二、中国生命哲学的横向呈现
《周易》哲学可以归约为“阴阳”范畴,这是没有问题的了。这正如庄子所说:“《易》以道阴阳。”(《庄子·天下》)然而不仅如此,其实整个中国哲学也可以归约为阴阳问题。中国哲学几乎所有重要范畴,都是一种“二元一体”的关系范畴,这种二元一体的关系,实质即是某种“阴阳”关系。例如,何谓“道”?“一阴一阳之谓道。”(《易·系辞传》)何谓“气”?“盖阴阳者气之二体。”(王夫之《张子正蒙注·太和》)[5](此种观念始于西周。) 何谓“理”?“理不可见,因阴阳而后知。”(《朱子语类》卷94)[6](谓理与阴阳为同构关系。〖ZW)〗 何谓“仁”?“仁,亲也,从人二(即二人)。”[4]儒家所谓“仁者爱人”,道家所谓“负阴抱阳”,其实都是一种二元一体的阴阳关系。类似的论述,我们可以列举无数,举凡本末、体用、道器、天地、上下、君臣、父子、夫妇、朋友、身心、知行、性情等等,无非阴阳而已。看来无须多费唇舌,“阴阳”确为中国哲学的最高思维范式。中国哲学的三大问题——天人关系、群己关系、身心关系——无非阴阳关系问题。自从《易传》完成了“阴阳”范畴的生成,这种二元一体的生命结构就成为了中国哲学“放之四海而皆准”的最基本的思维模型。
········
● **任务指令**:
1) 根据这段论阴阳范畴的原文节选作答:
(a) 文中引用庄子的哪句话来说明《易》讲的是什么?
(b) 文中引《朱子语类》,对"理"是怎么说的?
(c) 文中说中国哲学的三大问题是哪三个?
2) 请接着写这段论阴阳与中国哲学的文字,从它停下的地方续写下去。
下方的材料与这里的任务毫无关系。

● **数据条目**:
········
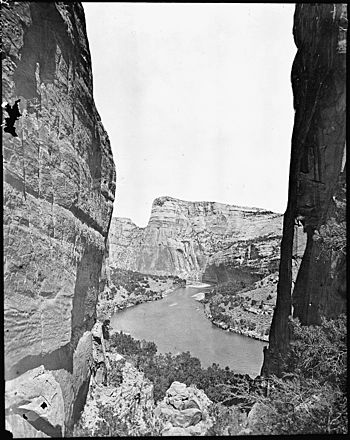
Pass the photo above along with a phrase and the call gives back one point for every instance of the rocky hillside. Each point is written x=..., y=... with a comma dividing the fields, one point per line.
x=59, y=183
x=317, y=195
x=205, y=241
········
● **任务答案**:
1)
(a) "《易》以道阴阳。"
(b) "理不可见,因阴阳而后知。"
(c) 天人关系、群己关系、身心关系。

2)
《周易》哲学的生命关怀落实于整个中国哲学,是在三个层面上展开的:
其一,民生与人生:群体生命与个体生命
民生与人生作为中国哲学的群己关系问题的基本内容,就是群体生命与个体生命问题。儒、道两家都将《周易》奉为经典,因为他们两家都是中国生命哲学。但是他们关怀的重心不同。
儒家关怀群体生存。孔子主张“爱人”、“务民之义”、“博施于民而能济众”。为此,他最重“礼”,因为所谓“礼”,也就是群体生存结构在社会规范上的体现,犹今所谓“游戏规则”,其实乃是群体的生存规则。合乎“礼”是社会的理想境界,而作为“礼”的内化的“仁”则是心灵的理想境界。孟子的民本思想及对仁政与社会分工的探讨,荀子的王制思想和对“群”、“分”的探讨,都是试图寻求建立一种合理的群体生存结构,也还是作为社会理想境界的“礼”;而孟子的论“心”和荀子的论“学”,作为心性修养,则是心灵理想境界的建构。“礼”是群体生存的保障,君臣、父子等等人伦政治关系,无非阴阳结构。但是“礼”所强调的是阴阳之“分”,而不是阴阳之“合”,此即所谓“礼以别异,乐以和同”。所以儒家在重“礼”的同时,又重“乐”。乐者,和也。儒家文化,大致就是“礼乐”文化,这本身也还是一种阴阳结构。儒家的社会理想境界是“大同”,“大同”更哲学地讲也就是“太和”。“太和”作为群体生存的最佳状态是社会的理想境界,而作为心性修养的最佳状态则是儒者个人的心灵的理想境界。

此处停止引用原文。